§ EXERCISE DESCRIPTION
Locate each line in the data below that contains the word "black", and copy those lines.

═════ DATA IN THIS EXERCISE ═════

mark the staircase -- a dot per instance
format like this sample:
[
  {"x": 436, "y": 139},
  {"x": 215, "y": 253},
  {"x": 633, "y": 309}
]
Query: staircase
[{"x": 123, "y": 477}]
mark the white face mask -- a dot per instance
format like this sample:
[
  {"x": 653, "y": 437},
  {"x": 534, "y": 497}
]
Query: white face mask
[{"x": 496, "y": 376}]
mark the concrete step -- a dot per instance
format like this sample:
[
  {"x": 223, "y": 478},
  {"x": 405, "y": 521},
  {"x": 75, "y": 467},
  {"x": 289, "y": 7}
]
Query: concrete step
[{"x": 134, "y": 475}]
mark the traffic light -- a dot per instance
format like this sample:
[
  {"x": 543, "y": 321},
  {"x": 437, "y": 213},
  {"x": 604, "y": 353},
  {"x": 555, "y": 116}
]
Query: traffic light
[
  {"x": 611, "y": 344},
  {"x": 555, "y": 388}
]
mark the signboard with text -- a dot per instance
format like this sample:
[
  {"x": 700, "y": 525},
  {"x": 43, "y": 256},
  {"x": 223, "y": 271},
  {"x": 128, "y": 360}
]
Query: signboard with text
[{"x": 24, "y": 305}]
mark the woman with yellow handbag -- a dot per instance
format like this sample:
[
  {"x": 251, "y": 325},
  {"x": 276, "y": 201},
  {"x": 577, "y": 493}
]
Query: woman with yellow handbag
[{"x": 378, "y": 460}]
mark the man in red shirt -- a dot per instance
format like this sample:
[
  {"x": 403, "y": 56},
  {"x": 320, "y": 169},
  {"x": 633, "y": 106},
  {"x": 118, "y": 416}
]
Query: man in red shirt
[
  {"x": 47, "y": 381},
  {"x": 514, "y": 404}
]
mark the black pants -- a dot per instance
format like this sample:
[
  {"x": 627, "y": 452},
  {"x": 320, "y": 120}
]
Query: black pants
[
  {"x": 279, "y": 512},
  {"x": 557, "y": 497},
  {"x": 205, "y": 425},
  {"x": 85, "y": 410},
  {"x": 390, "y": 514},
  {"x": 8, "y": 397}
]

═════
═════ DATA IN THIS EXERCISE ═════

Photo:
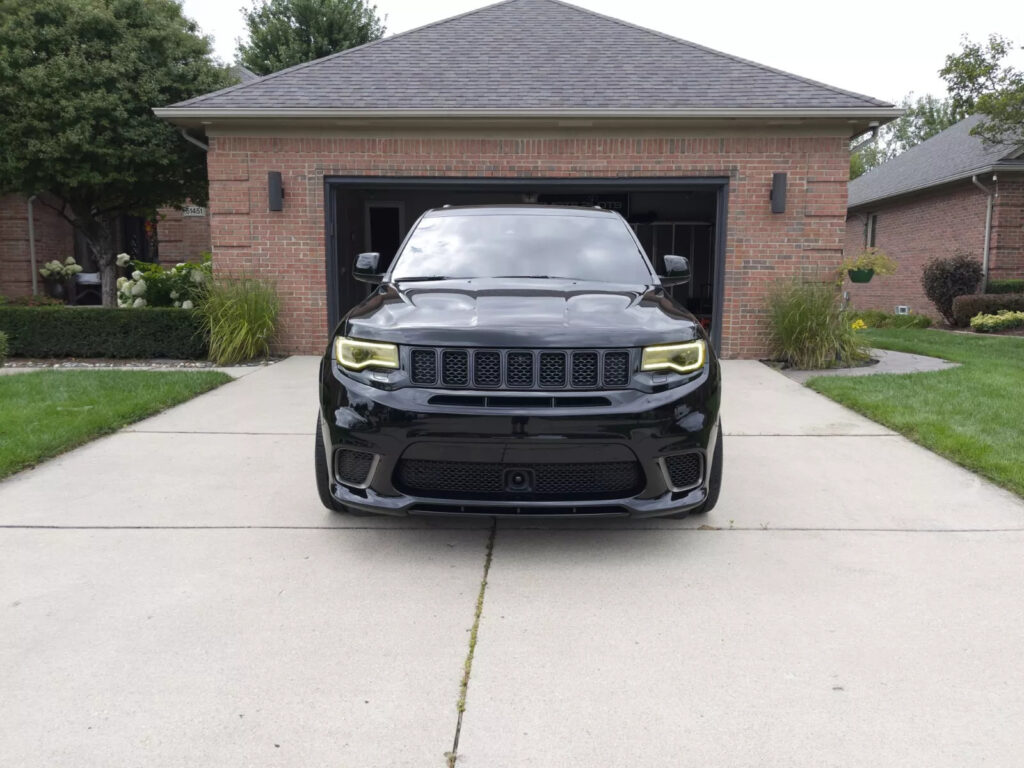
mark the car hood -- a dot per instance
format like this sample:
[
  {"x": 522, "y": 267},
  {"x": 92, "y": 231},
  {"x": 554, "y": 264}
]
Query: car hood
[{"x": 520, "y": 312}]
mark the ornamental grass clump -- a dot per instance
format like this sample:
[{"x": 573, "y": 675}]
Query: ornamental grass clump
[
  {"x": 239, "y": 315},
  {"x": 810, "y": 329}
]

═════

§ TASK SOLUTION
mark the black pants -- a dot per instance
Query: black pants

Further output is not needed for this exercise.